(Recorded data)
※

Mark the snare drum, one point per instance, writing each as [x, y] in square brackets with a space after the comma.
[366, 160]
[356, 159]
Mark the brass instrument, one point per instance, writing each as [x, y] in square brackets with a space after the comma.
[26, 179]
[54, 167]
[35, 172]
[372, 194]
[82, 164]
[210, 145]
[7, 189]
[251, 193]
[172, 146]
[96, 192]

※

- [Objective]
Copy every line of the records above without changing anything.

- [Response]
Mark the snare drum, one point per instance, writing each as [x, y] in square brackets with a space after the comma.
[366, 160]
[356, 159]
Mark the brass instrument, one point per instance, writing each as [x, y] in square brackets with a space after the comma.
[26, 179]
[54, 167]
[35, 172]
[372, 194]
[82, 164]
[210, 145]
[7, 189]
[251, 193]
[172, 146]
[96, 192]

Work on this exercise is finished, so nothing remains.